What is being asked - Copy each of the entries below faithfully, setting aside any pictures.

Data entries -
- - - -

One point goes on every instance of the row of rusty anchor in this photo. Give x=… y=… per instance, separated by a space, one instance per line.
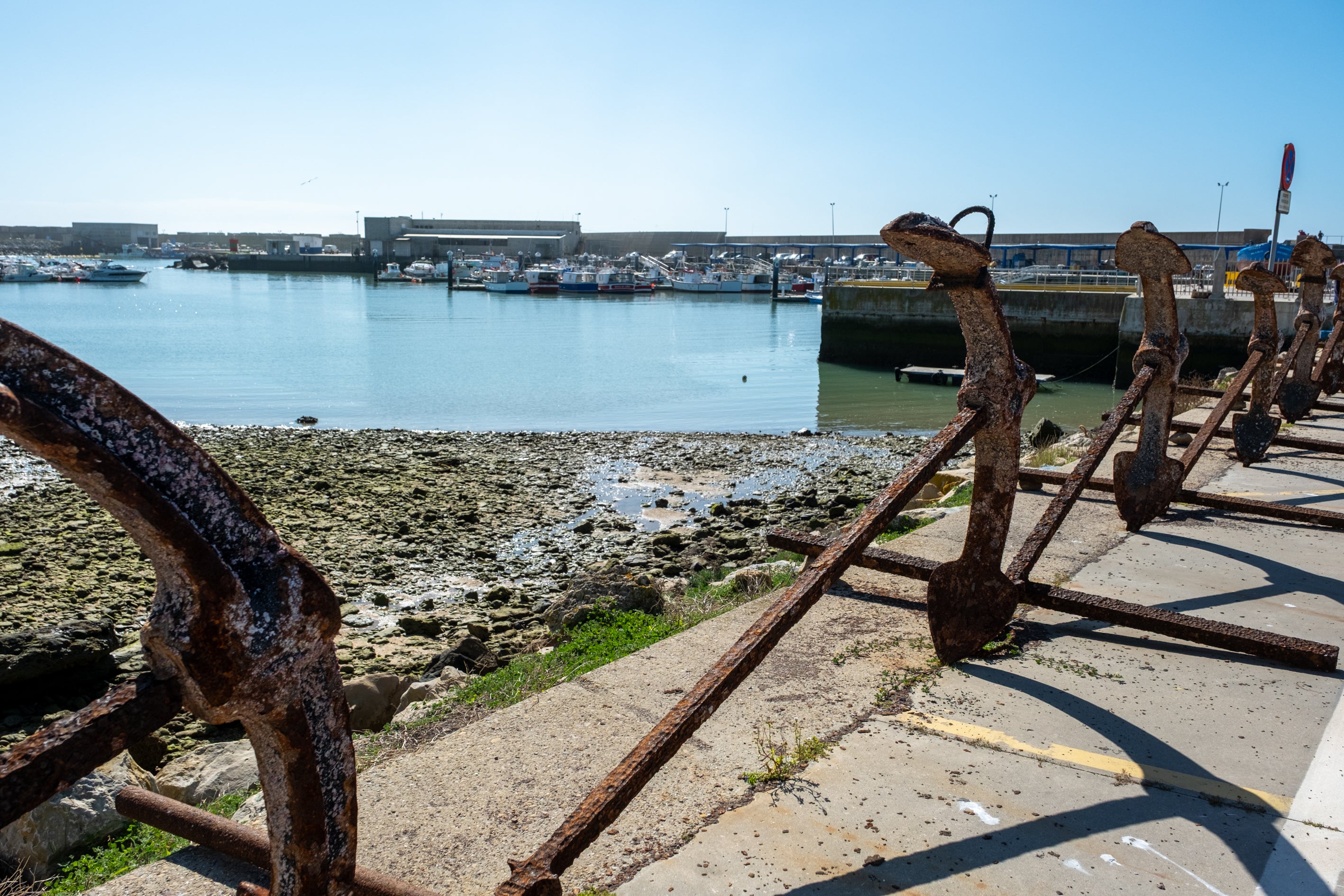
x=241 y=629
x=969 y=600
x=229 y=587
x=1299 y=381
x=1145 y=483
x=968 y=597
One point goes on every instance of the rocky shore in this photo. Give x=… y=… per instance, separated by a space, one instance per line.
x=427 y=538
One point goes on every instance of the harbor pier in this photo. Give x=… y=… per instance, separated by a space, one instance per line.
x=1085 y=335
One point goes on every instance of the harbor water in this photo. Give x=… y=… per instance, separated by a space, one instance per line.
x=266 y=348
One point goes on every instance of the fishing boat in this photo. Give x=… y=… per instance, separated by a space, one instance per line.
x=756 y=283
x=707 y=283
x=420 y=270
x=542 y=280
x=116 y=273
x=504 y=281
x=578 y=281
x=25 y=273
x=622 y=283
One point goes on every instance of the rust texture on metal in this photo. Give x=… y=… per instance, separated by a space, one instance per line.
x=538 y=875
x=1034 y=479
x=238 y=841
x=1210 y=428
x=1054 y=516
x=969 y=598
x=1328 y=374
x=1322 y=447
x=1299 y=393
x=1320 y=405
x=69 y=749
x=240 y=621
x=1295 y=652
x=1147 y=479
x=1253 y=430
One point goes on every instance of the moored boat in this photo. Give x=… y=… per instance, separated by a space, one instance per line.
x=622 y=283
x=707 y=283
x=504 y=281
x=116 y=273
x=578 y=281
x=541 y=280
x=420 y=270
x=25 y=273
x=756 y=283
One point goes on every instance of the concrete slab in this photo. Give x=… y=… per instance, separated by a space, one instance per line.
x=1139 y=762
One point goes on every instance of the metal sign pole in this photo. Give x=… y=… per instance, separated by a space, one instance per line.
x=1285 y=181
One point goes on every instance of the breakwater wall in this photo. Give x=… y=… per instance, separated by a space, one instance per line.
x=304 y=264
x=1089 y=336
x=1217 y=331
x=1057 y=332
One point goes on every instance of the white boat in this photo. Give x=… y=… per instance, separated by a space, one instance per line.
x=420 y=270
x=620 y=283
x=504 y=281
x=542 y=280
x=578 y=281
x=25 y=273
x=756 y=283
x=116 y=273
x=709 y=283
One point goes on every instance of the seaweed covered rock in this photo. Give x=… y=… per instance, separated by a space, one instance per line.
x=467 y=655
x=611 y=586
x=70 y=648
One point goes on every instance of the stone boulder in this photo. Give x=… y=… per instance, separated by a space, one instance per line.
x=209 y=773
x=1045 y=433
x=253 y=812
x=373 y=699
x=78 y=817
x=78 y=647
x=468 y=655
x=613 y=586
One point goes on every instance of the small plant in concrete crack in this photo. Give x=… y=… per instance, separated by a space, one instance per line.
x=1074 y=667
x=860 y=649
x=778 y=759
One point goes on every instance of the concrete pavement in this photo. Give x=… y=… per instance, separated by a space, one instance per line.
x=1097 y=761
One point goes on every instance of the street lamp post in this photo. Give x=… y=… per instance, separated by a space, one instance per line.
x=1218 y=228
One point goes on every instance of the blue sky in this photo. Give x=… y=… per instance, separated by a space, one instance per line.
x=656 y=116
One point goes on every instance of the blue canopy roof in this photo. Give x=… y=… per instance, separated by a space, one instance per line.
x=1258 y=252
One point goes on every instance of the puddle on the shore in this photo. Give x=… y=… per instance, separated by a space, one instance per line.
x=20 y=471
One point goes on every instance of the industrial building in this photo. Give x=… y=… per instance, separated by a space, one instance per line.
x=110 y=238
x=411 y=238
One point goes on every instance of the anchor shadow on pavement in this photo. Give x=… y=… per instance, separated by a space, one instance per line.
x=1252 y=839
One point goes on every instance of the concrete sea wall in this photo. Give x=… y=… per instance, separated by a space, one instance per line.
x=1217 y=331
x=1090 y=336
x=1057 y=332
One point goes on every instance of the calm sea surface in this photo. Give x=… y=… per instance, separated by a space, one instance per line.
x=266 y=348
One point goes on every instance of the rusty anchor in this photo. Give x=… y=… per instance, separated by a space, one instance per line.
x=969 y=598
x=961 y=262
x=1253 y=430
x=1145 y=479
x=242 y=626
x=1298 y=394
x=1328 y=374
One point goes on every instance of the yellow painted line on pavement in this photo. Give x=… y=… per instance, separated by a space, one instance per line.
x=1098 y=762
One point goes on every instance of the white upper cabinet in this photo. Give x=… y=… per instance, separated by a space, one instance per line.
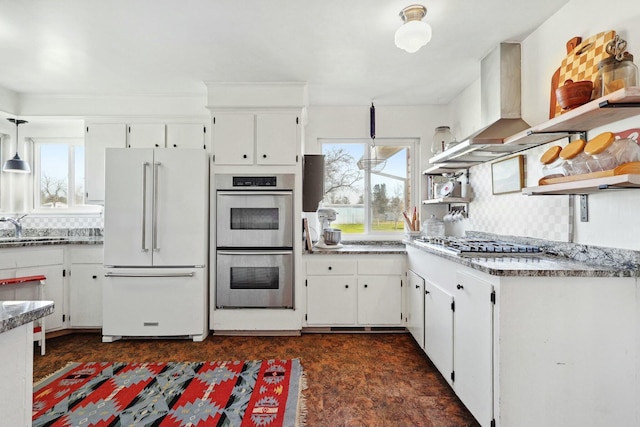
x=186 y=135
x=233 y=138
x=99 y=136
x=146 y=135
x=256 y=138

- - - -

Answer to this task -
One point goes on every instance of the row of rusty anchor in this photo. Give x=… y=… per instance, separated by a space, one instance per line.
x=241 y=629
x=969 y=600
x=229 y=587
x=1299 y=381
x=1145 y=483
x=968 y=597
One point goes on every instance of the rocky shore in this photo. Give x=… y=… per instance, separated by a space, one instance per line.
x=427 y=538
One point goes on every instance of the harbor pier in this photo. Give x=… y=… per instance, separated by a space, one instance per line.
x=1085 y=335
One point goes on every instance of the harbor water in this photo. Give x=… y=… per instance, separated by a space, one instance per line.
x=266 y=348
One point goes on every instance of the fishing boat in this photo. Give x=… y=… per instance, separated by a space, one instance per line.
x=756 y=283
x=707 y=283
x=420 y=270
x=542 y=280
x=116 y=273
x=504 y=281
x=578 y=281
x=25 y=273
x=622 y=283
One point goes on every instance of the rust texture on metal in this photo. Give x=… y=… per instance, separated by a space, one instance per line.
x=538 y=875
x=1034 y=479
x=238 y=841
x=1210 y=428
x=1054 y=516
x=969 y=598
x=1328 y=374
x=1322 y=447
x=1299 y=393
x=1320 y=405
x=69 y=749
x=240 y=621
x=1295 y=652
x=1147 y=479
x=1253 y=430
One point goes on every instance of the moored boat in this photo. Give x=… y=… per instance, separated by a space, one instance per line.
x=622 y=283
x=707 y=283
x=504 y=281
x=116 y=273
x=578 y=281
x=541 y=280
x=420 y=270
x=25 y=273
x=756 y=283
One point goes on every instance of the concrete slab in this photo. Give x=… y=… per instance, separated by a space, one instance per line.
x=1139 y=762
One point goes on every instance of the metal sign pole in this photo. Give x=… y=… per instance, separated by a space, one instance per line.
x=1285 y=181
One point goes on every instance of the breakwater wall in this photo. Give x=… y=… per instance, separated by a space, one instance per line.
x=304 y=264
x=1089 y=336
x=1217 y=331
x=1057 y=332
One point goes on every instance of the white boat in this photo. Give x=… y=… per instance, separated by a space, one instance per line.
x=420 y=270
x=620 y=283
x=504 y=281
x=542 y=280
x=578 y=281
x=25 y=273
x=756 y=283
x=116 y=273
x=709 y=283
One point goes on every instance of the seaweed covered rock in this photo. Give x=… y=… per instance, separated by a space, one instance per line.
x=467 y=655
x=611 y=586
x=70 y=648
One point goes on every instance of the stone boulder in this photo. Give x=… y=… per instance, separated by a space, one instance per line.
x=209 y=773
x=1045 y=433
x=253 y=812
x=373 y=699
x=78 y=817
x=78 y=647
x=468 y=655
x=613 y=586
One point goes on every instance of the small plant in concrete crack in this photo. Give x=… y=… per instance, separated by a space, one instance per line.
x=1074 y=667
x=860 y=649
x=778 y=759
One point goes on every instance of the concrete pavement in this photo. Give x=… y=… per instance, separated by a space, one instance per line.
x=1097 y=761
One point goes on every instance of the street lamp post in this photo. Give x=… y=… per instance, separated by a space, one instance per line.
x=1218 y=228
One point goes on every instance of the blue sky in this photo. Give x=… y=… per instance, separated by a space, one instance per line.
x=656 y=116
One point goes on every instance of the blue canopy roof in this photo. Give x=… y=… per instance, separated by a space, one instance per line.
x=1258 y=252
One point goes on every instance of the puddle on the shore in this photo. Give x=… y=… per instance, separated by a space, one instance per line.
x=20 y=471
One point goes on every instance of the industrial building in this photo. Give x=… y=… per instance, separated by a space, one instance per line.
x=110 y=238
x=411 y=238
One point goes on every instance of the anchor shadow on pavement in this photo. Give x=… y=… per instance, separated by a space, one instance per line.
x=1252 y=839
One point goes on every instance of the concrete sea wall in this photo. Give x=… y=… per instance, separated by a space, one instance per line.
x=1217 y=331
x=1090 y=336
x=1057 y=332
One point goes on every instance of the calm sea surface in this photo. Give x=… y=… per instance, separated by a space, one instance per line.
x=266 y=348
One point goes on every instance of the rusty anchor in this photo. Give x=… y=… per instance, separated by a space, one instance per line.
x=969 y=598
x=961 y=262
x=1253 y=430
x=1145 y=479
x=242 y=626
x=1298 y=394
x=1328 y=374
One point goes on every instance of the yellow painted line on pavement in this photo. Give x=… y=… per instance, separated by a space, one instance per line.
x=1098 y=762
One point goes on every instance of the white upper cabinet in this photo. Give x=… y=… per instance, separated by a space, one instance per line.
x=186 y=135
x=233 y=138
x=99 y=136
x=146 y=135
x=256 y=138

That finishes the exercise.